■ **Opdracht 1**
Zet de alinea die begint met "Hierbij bied ik uw Kamer aan" uit de brief over de pelsdierhouderij hieronder om in een beknopte opsomming. Behoud daarbij de belangrijkste feiten.
■ **Opdracht 2**
Schrijf de brief over de pelsdierhouderij hieronder verder, te beginnen na de laatste zin.

■ **Documentfragment**
35 633 Wijziging van de Wet verbod pelsdierhouderij in verband met een vervroegde beëindiging van de pelsdierhouderij

H BRIEF VAN DE MINISTER VAN LANDBOUW, NATUUR EN VOEDSELKWALITEIT

Aan de Voorzitter van de Eerste Kamer der Staten-Generaal

Den Haag, 12 februari 2021

Hierbij bied ik uw Kamer aan het ontwerpbesluit houdende wijziging van het Besluit subsidiëring sloop- en ombouwkosten pelsdierhouderij in verband met een vervroegde beëindiging van de pelsdierhouderij. Hiernaast ontvangt uw Kamer ter informatie de ontwerpregeling tot wijziging van de Regeling sloop- en ombouwkosten pelsdierhouderij in verband met een vervroegde beëindiging van de pelsdierhouderij, waarin bedragen en nadere regels ten aanzien van de subsidie voor de sloop- en ombouwkosten zijn opgenomen. Als bijlagen zijn het ontwerpbesluit tot wijziging van het Besluit subsidiëring sloop- en ombouwkosten1, de bijbehorende nota van toelichting2 en de ontwerpregeling3 opgenomen.

■ **Verzamelde items**
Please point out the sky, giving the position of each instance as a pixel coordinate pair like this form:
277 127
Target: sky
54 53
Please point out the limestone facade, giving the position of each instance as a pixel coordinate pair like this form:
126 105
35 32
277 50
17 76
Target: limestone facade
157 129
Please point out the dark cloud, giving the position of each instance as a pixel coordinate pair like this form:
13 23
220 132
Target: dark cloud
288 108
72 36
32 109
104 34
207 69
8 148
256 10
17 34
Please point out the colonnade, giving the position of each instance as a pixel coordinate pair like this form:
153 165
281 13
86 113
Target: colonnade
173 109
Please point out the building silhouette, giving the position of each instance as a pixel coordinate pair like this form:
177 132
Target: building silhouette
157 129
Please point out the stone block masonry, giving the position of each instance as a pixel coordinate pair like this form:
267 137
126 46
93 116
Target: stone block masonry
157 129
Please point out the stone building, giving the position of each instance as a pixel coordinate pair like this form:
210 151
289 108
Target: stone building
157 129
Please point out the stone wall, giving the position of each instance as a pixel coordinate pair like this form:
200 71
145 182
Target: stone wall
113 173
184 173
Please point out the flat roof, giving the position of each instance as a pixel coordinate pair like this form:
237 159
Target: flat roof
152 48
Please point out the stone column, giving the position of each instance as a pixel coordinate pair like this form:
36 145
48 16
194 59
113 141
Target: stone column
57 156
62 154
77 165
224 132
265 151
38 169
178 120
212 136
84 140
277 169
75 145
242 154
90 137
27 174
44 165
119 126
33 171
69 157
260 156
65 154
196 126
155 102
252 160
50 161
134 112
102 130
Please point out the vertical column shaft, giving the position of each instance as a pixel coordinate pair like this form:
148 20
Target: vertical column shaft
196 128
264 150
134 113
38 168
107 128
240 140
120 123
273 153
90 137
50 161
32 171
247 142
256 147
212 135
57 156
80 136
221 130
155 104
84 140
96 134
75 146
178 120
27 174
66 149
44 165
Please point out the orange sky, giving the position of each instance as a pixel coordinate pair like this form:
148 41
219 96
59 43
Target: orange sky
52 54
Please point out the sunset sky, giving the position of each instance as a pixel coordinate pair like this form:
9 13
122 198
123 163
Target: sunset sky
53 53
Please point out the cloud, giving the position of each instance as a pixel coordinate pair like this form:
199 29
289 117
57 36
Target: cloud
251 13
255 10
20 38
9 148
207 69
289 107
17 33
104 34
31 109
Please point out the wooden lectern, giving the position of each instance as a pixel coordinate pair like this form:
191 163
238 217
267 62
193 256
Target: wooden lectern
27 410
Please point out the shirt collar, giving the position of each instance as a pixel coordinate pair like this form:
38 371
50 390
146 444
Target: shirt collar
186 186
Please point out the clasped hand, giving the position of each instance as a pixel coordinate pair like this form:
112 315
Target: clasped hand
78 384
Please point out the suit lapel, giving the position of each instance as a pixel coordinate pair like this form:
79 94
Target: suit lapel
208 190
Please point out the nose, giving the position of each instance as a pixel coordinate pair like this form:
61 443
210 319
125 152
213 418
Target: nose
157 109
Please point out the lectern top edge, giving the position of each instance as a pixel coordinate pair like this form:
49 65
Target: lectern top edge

■ **Antwoord opdracht 1**
- Aan de Eerste Kamer wordt het ontwerpbesluit aangeboden tot wijziging van het Besluit subsidiëring sloop- en ombouwkosten pelsdierhouderij, in verband met een vervroegde beëindiging van de pelsdierhouderij.
- Ter informatie ontvangt de Kamer de ontwerpregeling tot wijziging van de Regeling sloop- en ombouwkosten pelsdierhouderij. Daarin staan bedragen en nadere regels voor de subsidie voor de sloop- en ombouwkosten.
- Als bijlagen zijn opgenomen: het ontwerpbesluit, de bijbehorende nota van toelichting en de ontwerpregeling.

■ **Antwoord opdracht 2**
De voorlegging van het ontwerpbesluit geschiedt in het kader van de wettelijk voorgeschreven voorhangprocedure gedurende vier weken (artikel 7, tweede lid, van de Wet verbod pelsdierhouderij) en biedt uw Kamer de mogelijkheid zich uit te spreken over het ontwerpbesluit voordat het aan de Afdeling advisering van de Raad van State wordt voorgelegd. Dit ontwerpbesluit vervangt een voorgaand ontwerpbesluit dat uw Kamer ontving op 12 juni jongstleden (Kamerstuk 35 006, G) en waarover ik heb besloten om het voorgehangen ontwerpbesluit in te trekken (Kamerstuk 35 006, J). Ik streef ernaar het ontwerpbesluit en de ontwerpregeling ten behoeve van de pelsdierhouderij zo spoedig mogelijk in werking te laten treden.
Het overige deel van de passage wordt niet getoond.